- [What you have to do]
Count the lines in the records below that contain the string "instance", treating uppercase and lowercase as different. Reply with only the number.

>> START Rows

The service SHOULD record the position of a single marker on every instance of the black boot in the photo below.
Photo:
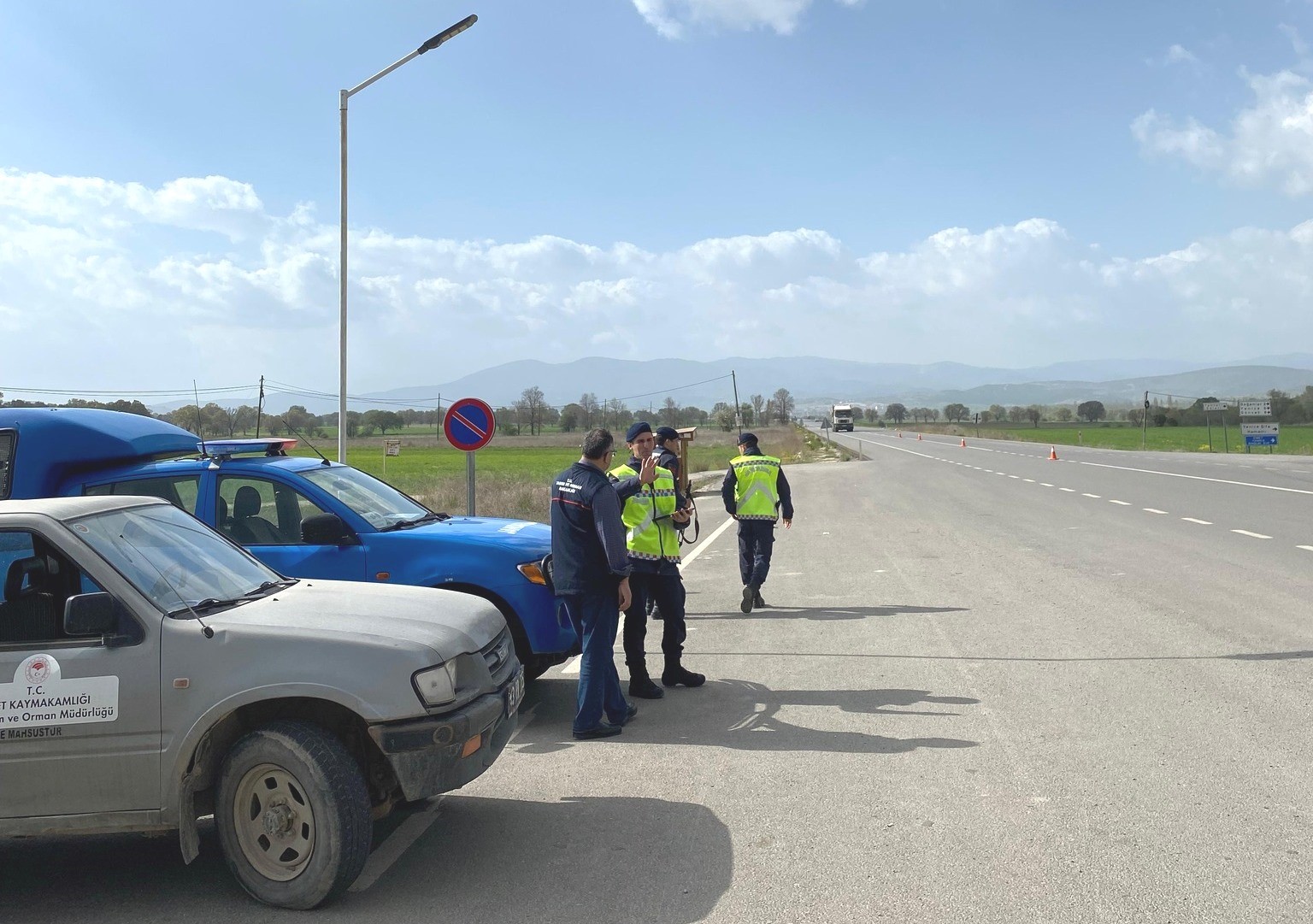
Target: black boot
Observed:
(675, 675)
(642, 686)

>> END Rows
>> START Rows

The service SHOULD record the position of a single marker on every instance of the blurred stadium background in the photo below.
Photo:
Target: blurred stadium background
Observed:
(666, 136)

>> END Rows

- [Task result]
2